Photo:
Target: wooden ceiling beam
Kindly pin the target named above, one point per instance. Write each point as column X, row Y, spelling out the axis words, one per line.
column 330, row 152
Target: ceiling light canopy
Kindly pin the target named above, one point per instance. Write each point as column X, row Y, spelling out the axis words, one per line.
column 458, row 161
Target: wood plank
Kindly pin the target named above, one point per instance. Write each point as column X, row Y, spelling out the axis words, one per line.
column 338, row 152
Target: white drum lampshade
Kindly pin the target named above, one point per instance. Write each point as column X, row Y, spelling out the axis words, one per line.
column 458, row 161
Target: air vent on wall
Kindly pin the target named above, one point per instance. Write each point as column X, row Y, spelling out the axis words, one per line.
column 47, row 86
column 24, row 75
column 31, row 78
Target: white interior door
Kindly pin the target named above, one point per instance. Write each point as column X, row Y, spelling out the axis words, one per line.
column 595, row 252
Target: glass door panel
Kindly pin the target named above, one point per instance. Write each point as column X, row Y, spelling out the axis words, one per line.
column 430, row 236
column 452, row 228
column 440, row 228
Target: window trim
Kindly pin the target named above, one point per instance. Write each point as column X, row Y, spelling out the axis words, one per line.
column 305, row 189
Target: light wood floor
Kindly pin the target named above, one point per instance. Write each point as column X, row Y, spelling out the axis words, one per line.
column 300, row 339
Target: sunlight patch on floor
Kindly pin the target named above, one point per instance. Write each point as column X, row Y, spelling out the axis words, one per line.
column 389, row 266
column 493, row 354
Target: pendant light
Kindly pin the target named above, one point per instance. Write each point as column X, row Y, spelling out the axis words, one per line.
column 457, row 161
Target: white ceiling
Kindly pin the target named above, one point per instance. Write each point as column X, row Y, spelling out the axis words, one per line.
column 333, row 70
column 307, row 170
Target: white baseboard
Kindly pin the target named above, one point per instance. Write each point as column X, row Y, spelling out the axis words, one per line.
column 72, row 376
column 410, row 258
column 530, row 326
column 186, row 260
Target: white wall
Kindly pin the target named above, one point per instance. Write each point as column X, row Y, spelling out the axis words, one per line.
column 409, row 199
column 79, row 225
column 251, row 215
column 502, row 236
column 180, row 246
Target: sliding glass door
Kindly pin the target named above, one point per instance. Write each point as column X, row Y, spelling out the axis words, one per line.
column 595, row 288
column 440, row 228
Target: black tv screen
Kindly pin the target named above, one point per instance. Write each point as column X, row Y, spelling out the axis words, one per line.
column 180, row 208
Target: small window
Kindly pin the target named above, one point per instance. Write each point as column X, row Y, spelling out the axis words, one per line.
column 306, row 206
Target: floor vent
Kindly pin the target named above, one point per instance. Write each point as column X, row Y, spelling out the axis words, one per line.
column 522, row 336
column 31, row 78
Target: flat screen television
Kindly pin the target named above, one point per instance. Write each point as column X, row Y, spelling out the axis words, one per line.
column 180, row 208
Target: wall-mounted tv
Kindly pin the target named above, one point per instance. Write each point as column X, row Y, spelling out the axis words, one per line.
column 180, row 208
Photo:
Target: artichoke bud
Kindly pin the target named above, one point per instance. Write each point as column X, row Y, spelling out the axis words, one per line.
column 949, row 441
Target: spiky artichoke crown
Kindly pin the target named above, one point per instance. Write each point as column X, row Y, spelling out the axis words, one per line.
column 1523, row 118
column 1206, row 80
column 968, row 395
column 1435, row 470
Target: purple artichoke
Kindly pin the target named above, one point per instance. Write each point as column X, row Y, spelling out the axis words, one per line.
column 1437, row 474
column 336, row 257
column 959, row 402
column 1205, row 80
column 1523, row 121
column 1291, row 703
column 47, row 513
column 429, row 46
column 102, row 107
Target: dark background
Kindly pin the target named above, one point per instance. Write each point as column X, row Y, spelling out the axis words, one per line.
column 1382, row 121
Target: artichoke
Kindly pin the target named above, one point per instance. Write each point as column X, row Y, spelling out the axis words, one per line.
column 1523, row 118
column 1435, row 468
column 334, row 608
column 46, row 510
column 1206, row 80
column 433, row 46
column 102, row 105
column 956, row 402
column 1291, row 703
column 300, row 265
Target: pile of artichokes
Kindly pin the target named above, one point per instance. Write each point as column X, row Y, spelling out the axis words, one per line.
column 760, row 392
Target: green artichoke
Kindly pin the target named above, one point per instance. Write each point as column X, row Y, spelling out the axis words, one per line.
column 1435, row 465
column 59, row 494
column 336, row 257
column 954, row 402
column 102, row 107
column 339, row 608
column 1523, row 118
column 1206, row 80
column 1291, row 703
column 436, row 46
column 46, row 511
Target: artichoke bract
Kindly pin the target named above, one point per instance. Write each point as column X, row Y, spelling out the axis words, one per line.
==
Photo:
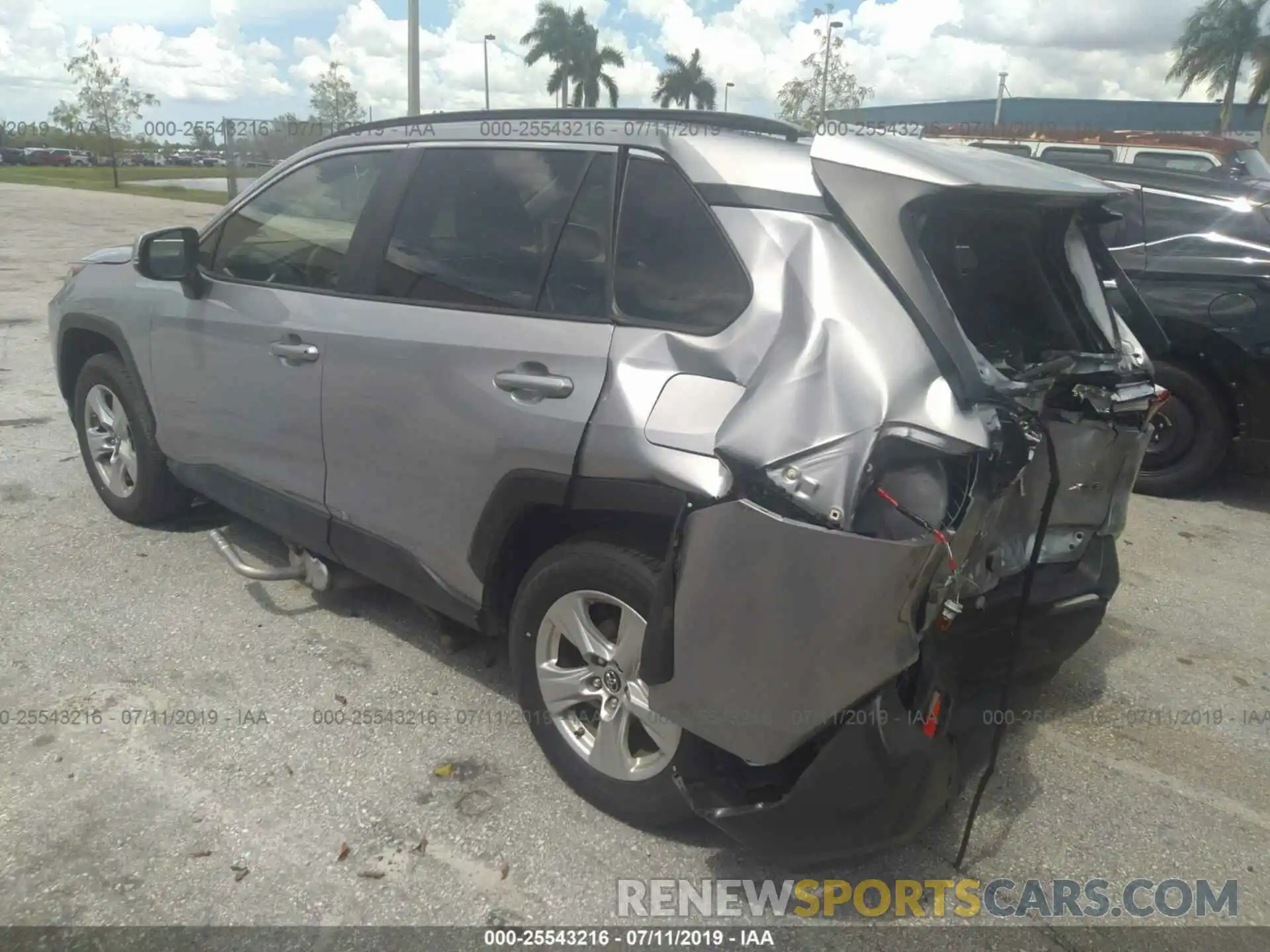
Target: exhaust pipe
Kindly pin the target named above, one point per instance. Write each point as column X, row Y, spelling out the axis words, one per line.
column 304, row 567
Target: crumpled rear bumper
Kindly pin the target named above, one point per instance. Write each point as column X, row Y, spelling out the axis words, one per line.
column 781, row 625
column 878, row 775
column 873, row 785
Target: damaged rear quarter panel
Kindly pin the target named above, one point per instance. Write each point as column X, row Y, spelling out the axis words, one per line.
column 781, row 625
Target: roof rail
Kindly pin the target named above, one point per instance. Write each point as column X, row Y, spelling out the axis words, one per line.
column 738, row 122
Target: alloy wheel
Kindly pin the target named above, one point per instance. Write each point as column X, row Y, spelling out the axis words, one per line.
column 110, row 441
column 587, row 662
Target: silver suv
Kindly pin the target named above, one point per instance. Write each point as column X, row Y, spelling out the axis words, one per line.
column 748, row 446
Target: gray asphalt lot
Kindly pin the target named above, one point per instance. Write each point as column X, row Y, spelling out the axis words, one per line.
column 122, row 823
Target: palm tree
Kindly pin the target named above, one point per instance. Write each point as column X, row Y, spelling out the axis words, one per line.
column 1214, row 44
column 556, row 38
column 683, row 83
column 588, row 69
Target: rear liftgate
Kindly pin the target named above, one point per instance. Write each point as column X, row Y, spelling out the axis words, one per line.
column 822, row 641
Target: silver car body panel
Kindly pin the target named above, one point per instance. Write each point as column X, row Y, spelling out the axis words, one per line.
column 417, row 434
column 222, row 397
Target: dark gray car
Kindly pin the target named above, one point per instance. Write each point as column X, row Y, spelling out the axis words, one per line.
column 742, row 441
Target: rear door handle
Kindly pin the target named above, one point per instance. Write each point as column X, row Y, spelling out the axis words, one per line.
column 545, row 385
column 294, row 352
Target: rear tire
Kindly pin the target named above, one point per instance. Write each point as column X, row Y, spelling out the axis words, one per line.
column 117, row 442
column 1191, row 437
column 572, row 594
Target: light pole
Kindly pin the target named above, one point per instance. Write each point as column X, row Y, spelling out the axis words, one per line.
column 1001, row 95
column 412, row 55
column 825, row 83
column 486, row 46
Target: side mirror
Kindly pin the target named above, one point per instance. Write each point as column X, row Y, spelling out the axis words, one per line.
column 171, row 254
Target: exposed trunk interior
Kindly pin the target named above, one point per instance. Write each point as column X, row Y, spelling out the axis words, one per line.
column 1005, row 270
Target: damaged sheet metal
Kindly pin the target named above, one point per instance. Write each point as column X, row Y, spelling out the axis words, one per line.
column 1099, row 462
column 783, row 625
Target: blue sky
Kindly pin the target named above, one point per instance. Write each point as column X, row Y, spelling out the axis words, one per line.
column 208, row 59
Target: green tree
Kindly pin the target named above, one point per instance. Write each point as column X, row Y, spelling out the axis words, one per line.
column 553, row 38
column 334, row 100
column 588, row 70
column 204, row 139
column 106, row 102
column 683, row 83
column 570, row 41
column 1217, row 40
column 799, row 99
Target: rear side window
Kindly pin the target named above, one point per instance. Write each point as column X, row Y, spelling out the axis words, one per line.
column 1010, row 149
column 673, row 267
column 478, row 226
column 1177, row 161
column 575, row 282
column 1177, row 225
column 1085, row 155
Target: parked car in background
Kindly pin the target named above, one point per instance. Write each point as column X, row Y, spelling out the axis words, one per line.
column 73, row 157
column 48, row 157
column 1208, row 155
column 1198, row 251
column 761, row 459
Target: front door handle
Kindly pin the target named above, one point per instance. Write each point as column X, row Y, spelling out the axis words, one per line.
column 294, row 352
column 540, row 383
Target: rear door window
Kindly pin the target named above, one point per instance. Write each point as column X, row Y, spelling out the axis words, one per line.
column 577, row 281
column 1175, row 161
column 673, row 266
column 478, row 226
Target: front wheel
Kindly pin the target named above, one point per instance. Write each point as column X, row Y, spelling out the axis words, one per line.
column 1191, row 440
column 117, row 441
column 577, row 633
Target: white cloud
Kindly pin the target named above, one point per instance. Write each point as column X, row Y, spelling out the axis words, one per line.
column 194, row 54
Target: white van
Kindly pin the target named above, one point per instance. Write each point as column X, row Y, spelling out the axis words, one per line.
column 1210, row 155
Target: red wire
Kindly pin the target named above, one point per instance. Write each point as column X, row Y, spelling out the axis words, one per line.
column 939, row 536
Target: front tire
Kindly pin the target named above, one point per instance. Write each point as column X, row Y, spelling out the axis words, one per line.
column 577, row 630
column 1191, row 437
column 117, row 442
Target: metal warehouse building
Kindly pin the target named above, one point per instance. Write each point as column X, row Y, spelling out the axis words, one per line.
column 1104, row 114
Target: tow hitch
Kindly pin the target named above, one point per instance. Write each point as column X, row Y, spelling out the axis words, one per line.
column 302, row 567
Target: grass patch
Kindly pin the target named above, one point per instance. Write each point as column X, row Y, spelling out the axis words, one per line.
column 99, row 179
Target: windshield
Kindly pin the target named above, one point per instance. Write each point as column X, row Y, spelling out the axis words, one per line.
==
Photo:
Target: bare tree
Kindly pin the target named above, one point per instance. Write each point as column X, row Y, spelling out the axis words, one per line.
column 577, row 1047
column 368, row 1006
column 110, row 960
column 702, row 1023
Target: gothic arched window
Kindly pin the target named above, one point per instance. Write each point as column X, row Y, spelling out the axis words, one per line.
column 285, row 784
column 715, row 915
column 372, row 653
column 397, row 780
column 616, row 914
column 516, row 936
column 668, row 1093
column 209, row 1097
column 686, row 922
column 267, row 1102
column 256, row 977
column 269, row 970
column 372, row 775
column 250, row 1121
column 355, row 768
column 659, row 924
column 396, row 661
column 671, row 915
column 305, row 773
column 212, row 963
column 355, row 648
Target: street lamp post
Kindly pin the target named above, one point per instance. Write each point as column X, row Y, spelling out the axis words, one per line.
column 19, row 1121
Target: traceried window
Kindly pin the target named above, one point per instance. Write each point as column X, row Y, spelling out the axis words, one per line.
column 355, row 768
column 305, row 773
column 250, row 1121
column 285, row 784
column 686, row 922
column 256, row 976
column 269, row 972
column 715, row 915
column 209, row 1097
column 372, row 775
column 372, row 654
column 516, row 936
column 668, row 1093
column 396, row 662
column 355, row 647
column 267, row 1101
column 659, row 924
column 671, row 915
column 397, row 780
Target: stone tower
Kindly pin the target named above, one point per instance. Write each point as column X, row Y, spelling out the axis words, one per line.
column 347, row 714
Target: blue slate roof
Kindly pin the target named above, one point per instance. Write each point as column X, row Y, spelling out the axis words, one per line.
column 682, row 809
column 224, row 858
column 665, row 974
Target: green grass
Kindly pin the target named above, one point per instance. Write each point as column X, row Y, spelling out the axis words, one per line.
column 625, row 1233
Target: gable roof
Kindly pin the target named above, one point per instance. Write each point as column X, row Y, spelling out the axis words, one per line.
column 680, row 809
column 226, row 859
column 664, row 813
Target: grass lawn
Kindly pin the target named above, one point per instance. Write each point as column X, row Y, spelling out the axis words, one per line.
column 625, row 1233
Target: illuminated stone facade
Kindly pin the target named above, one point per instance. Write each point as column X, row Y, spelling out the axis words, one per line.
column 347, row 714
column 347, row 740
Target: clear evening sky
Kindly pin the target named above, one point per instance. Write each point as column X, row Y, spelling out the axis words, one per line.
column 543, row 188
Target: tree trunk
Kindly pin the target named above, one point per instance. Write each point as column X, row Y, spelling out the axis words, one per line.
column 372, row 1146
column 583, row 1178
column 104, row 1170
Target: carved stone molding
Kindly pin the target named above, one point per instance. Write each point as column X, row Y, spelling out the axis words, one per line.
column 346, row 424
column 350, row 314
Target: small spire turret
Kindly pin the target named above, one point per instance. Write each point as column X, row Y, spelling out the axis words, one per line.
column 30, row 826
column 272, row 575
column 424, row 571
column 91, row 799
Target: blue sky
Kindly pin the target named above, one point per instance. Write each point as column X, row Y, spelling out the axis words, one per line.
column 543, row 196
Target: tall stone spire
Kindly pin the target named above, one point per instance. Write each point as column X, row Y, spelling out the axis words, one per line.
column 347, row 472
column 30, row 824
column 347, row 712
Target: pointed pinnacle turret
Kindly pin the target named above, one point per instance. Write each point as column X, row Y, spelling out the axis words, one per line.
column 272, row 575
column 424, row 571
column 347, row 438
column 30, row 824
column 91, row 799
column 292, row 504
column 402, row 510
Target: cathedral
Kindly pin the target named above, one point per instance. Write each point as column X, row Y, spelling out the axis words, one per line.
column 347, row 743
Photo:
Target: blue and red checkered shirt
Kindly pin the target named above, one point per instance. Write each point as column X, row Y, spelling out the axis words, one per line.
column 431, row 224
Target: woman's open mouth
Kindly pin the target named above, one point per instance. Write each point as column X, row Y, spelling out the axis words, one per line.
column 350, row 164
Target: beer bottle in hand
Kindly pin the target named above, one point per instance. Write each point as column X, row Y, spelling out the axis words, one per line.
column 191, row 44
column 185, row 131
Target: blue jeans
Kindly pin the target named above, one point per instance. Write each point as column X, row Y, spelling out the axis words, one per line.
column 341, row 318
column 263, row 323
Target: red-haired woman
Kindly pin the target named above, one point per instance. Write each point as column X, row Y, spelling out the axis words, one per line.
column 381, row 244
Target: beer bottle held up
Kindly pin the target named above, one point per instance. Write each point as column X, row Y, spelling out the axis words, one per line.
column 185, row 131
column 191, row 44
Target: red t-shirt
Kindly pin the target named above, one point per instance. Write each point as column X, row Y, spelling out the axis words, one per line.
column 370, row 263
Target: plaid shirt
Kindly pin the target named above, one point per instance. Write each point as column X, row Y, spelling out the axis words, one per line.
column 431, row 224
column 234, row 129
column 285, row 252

■ What is required: Return every line from the entries above that contains the word "stone", each one copied in full.

■ Task response:
Target: stone tower
Target: illuminated stone facade
Target: carved stone molding
Target: tall stone spire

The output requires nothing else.